■ **Aim**: Beginning with the line containing "TARGET = long red gown" and ending with the last line of the records, set down every line exactly.

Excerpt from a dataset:
····················
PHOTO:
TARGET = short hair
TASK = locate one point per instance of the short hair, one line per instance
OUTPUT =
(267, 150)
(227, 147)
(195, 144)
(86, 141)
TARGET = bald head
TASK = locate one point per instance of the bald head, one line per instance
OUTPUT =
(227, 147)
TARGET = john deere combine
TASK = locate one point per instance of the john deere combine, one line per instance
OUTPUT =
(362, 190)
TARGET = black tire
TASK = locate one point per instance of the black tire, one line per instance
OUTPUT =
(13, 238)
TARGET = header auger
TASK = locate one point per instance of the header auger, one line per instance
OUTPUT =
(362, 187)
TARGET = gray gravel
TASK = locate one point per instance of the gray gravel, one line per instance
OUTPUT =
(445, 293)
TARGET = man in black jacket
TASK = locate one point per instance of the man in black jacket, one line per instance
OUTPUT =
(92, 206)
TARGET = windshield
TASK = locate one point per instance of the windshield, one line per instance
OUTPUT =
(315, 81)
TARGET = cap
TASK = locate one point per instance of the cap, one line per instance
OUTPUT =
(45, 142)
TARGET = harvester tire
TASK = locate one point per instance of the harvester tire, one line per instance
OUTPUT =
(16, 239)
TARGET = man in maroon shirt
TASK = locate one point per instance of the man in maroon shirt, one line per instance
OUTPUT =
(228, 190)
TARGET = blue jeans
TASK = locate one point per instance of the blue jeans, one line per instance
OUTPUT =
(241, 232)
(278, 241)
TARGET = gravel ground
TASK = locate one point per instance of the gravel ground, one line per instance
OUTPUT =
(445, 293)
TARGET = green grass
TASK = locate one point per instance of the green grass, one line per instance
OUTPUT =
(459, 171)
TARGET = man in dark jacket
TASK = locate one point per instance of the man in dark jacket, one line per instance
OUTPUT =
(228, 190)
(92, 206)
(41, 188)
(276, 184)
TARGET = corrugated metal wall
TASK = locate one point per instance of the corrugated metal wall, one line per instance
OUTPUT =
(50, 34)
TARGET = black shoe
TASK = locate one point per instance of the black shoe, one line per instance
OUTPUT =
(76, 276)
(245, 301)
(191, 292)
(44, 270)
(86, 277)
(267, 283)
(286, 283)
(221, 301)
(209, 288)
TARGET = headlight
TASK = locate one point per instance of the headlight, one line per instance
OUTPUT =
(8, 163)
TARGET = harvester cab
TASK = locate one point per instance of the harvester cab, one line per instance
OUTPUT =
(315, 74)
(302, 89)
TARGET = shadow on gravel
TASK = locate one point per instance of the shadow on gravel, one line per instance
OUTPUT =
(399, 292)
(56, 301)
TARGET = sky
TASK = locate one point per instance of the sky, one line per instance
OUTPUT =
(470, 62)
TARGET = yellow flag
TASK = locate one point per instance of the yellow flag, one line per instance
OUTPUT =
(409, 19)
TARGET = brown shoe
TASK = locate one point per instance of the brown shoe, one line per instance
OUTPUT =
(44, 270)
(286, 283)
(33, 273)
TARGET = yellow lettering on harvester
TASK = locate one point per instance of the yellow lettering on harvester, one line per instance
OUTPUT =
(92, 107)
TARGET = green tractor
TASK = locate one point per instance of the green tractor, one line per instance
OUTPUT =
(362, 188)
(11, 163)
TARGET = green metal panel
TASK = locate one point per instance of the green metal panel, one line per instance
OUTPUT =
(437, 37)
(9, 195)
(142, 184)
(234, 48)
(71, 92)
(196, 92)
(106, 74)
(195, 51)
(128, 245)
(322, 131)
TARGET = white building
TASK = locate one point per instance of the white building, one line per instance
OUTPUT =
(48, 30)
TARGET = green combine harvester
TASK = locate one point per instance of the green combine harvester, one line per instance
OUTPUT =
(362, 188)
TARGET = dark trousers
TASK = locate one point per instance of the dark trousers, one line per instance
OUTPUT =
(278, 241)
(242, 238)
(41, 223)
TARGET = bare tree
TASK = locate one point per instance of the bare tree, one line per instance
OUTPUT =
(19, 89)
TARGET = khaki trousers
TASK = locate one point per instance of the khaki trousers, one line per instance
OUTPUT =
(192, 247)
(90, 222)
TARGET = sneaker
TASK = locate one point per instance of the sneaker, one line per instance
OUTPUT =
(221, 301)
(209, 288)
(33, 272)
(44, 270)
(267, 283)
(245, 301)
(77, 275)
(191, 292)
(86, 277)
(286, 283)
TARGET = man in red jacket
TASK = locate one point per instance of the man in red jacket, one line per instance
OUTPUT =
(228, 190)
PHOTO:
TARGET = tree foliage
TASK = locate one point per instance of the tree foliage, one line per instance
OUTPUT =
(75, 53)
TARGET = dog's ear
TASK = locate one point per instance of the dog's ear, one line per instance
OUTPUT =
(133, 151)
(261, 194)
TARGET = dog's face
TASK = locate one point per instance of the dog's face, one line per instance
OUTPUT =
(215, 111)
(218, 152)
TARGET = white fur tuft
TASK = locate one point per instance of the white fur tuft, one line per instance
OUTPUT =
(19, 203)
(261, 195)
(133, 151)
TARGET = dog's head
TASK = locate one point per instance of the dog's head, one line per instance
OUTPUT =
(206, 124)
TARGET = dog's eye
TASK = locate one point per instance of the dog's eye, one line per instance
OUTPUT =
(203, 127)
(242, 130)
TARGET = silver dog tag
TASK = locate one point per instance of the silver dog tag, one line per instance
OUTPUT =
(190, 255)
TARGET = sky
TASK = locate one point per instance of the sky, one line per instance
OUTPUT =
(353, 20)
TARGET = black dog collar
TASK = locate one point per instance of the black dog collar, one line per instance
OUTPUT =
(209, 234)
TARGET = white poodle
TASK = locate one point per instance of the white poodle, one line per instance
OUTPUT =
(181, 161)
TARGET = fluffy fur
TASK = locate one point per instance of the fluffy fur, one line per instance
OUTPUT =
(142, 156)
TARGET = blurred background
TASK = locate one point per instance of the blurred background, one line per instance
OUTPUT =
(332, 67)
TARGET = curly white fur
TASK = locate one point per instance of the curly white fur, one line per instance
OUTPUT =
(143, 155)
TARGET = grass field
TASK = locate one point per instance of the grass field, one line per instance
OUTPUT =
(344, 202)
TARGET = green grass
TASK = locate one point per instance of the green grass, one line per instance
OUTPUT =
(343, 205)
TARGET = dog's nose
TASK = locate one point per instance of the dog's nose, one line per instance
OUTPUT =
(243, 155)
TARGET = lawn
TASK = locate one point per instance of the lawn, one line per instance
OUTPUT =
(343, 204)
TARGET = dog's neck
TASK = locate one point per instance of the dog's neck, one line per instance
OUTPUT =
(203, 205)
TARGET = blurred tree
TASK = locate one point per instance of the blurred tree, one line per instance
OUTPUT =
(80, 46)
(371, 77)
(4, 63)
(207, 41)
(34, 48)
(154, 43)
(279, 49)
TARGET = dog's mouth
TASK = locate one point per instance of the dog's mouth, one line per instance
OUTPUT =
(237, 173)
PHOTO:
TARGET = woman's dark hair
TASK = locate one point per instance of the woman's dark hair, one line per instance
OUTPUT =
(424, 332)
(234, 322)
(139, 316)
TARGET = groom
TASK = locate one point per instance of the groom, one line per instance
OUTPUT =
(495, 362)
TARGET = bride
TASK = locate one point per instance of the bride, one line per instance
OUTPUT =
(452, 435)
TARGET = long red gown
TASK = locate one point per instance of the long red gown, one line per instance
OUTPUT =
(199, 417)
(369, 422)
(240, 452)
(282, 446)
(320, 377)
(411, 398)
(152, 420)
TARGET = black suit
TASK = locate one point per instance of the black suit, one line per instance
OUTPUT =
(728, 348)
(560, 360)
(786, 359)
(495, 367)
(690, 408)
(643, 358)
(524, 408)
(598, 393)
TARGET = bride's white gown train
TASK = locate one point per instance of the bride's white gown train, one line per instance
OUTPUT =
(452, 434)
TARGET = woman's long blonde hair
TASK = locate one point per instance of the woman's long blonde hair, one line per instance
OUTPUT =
····················
■ **Reply**:
TARGET = long red gown
TASK = locate one point per instance of the long red gown, one line per instance
OUTPUT =
(199, 417)
(369, 422)
(240, 452)
(282, 446)
(320, 377)
(411, 398)
(152, 420)
TARGET = black suit
TASK = locate one point per instance of the black suit, one line per instance
OUTPUT =
(728, 348)
(560, 360)
(786, 359)
(495, 367)
(690, 408)
(643, 358)
(524, 408)
(598, 393)
TARGET = bride's white gown train
TASK = locate one point per instance of the bride's white gown train, one line per instance
OUTPUT =
(452, 434)
TARGET = woman's long blonde hair
TASK = locate one point per instance of the woman's long blonde hair, one line per instance
OUTPUT =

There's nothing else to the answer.